> THE PROBLEM: Locate each line in the items below that contains the word "vest" and copy those lines. Case counts.

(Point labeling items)
= = =
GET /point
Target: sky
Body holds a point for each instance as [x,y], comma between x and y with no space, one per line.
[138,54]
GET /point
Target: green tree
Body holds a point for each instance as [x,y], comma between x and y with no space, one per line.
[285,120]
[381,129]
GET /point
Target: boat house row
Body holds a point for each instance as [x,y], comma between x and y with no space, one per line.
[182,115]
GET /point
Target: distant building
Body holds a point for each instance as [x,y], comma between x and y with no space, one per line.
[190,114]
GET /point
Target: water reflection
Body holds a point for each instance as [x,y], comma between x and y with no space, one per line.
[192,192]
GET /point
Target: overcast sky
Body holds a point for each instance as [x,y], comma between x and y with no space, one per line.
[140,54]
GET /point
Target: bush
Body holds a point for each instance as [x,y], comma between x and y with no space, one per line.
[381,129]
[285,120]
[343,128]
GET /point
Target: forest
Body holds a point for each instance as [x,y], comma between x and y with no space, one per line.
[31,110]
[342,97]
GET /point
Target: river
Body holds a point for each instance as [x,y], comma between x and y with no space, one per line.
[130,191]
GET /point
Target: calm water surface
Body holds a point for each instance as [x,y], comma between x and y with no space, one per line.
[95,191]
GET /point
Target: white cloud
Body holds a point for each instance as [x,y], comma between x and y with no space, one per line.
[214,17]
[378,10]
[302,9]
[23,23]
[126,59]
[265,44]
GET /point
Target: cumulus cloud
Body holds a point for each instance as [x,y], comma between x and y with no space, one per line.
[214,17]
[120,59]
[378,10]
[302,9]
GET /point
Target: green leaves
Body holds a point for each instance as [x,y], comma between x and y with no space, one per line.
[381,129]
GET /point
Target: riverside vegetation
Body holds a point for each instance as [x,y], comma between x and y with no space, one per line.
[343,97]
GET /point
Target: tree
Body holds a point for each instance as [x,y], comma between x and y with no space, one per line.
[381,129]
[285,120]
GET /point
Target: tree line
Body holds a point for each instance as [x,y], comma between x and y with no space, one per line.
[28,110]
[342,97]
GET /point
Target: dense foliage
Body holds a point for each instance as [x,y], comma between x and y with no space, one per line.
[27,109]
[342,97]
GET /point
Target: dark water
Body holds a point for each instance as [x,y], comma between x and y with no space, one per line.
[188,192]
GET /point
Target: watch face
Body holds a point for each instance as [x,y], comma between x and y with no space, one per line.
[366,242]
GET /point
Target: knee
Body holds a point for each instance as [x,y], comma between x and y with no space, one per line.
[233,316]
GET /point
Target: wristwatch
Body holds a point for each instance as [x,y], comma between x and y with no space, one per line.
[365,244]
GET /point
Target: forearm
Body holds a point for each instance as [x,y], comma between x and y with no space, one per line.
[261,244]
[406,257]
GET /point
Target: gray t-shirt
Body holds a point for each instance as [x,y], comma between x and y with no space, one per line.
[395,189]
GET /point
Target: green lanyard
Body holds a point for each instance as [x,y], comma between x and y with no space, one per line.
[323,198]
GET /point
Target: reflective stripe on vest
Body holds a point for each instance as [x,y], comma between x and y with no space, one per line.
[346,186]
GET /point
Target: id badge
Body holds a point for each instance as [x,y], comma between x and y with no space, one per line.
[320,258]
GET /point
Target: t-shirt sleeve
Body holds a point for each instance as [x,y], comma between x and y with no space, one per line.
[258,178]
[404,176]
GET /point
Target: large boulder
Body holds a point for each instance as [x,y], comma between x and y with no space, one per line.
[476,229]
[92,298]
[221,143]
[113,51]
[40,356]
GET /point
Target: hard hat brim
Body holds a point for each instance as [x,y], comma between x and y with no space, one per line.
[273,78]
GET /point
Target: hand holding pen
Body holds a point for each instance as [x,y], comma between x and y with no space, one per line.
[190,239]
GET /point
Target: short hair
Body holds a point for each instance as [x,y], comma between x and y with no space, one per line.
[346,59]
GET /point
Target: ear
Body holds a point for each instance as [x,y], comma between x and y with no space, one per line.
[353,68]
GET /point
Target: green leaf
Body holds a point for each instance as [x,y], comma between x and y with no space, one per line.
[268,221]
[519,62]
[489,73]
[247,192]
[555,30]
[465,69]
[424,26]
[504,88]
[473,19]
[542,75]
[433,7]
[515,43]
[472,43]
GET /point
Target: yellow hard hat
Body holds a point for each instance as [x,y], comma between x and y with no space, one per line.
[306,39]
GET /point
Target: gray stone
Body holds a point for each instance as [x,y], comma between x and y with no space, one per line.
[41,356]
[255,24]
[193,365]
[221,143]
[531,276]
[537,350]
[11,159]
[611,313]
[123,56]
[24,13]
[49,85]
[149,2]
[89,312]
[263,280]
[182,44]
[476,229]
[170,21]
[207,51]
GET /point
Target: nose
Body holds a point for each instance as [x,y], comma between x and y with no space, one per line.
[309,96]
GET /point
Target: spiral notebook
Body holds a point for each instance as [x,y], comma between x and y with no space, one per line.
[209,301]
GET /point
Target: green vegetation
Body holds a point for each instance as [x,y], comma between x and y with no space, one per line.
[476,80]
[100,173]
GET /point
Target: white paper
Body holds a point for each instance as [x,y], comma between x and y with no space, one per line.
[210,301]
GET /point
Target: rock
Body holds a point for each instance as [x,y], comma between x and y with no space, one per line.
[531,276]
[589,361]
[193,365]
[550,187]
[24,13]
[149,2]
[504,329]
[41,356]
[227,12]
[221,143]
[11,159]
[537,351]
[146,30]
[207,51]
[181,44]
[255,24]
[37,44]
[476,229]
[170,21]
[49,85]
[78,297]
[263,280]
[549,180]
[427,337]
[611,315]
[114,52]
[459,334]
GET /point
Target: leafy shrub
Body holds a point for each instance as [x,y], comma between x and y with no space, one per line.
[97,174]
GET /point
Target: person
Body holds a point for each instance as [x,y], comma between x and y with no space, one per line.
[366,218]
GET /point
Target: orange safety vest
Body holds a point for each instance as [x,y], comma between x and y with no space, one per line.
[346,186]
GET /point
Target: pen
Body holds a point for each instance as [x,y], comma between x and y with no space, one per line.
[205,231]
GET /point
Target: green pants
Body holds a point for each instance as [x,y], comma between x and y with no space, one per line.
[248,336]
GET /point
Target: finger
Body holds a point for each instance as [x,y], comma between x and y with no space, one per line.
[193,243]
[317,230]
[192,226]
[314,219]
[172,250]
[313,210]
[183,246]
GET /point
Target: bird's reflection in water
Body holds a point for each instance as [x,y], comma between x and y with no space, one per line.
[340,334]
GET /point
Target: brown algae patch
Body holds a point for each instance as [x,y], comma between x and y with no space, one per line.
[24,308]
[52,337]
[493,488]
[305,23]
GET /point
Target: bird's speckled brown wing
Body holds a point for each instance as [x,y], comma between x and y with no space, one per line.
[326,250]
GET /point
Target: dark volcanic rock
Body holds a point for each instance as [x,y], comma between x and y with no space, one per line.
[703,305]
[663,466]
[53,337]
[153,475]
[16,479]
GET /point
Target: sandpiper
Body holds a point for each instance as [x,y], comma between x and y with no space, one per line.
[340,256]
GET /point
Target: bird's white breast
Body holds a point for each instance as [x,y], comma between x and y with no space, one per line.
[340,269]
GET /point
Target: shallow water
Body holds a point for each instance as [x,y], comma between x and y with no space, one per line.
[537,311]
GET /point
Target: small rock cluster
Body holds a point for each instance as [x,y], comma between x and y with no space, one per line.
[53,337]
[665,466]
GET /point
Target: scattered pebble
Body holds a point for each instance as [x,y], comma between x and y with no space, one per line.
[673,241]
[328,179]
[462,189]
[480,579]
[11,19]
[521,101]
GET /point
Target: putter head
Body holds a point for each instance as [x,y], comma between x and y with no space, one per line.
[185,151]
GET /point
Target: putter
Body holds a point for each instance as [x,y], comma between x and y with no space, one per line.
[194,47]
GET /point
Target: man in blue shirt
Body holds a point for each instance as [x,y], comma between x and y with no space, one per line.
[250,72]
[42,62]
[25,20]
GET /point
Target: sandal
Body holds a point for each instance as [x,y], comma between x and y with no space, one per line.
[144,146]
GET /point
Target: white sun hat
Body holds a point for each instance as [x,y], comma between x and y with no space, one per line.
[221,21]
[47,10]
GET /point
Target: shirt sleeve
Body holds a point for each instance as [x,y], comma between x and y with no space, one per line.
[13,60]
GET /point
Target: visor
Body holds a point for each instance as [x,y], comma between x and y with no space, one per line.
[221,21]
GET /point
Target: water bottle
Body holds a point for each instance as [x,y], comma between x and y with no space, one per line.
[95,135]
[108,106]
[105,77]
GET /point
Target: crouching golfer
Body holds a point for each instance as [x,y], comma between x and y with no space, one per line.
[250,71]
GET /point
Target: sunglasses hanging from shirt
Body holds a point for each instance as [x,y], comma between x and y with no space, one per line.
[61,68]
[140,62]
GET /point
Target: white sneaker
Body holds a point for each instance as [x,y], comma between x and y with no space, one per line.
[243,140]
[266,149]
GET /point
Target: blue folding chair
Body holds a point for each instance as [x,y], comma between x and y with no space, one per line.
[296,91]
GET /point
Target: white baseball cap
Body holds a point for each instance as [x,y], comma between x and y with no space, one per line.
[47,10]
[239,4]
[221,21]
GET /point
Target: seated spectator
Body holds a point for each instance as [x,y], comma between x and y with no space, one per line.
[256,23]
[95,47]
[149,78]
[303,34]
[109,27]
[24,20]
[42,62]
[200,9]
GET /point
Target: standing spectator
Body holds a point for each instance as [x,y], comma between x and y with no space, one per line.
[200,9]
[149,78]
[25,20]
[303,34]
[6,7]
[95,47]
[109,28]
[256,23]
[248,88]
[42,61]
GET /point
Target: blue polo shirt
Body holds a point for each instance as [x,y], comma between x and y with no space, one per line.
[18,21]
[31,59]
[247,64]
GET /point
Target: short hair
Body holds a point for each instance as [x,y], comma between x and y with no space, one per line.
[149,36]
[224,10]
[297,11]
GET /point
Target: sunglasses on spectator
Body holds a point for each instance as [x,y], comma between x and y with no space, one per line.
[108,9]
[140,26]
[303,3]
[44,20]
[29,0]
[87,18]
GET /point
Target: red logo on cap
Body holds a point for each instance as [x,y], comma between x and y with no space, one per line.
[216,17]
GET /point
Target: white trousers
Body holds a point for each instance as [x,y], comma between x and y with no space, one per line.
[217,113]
= = =
> WRITTEN ANSWER:
Target: reflective stripe on vest
Target: orange safety vest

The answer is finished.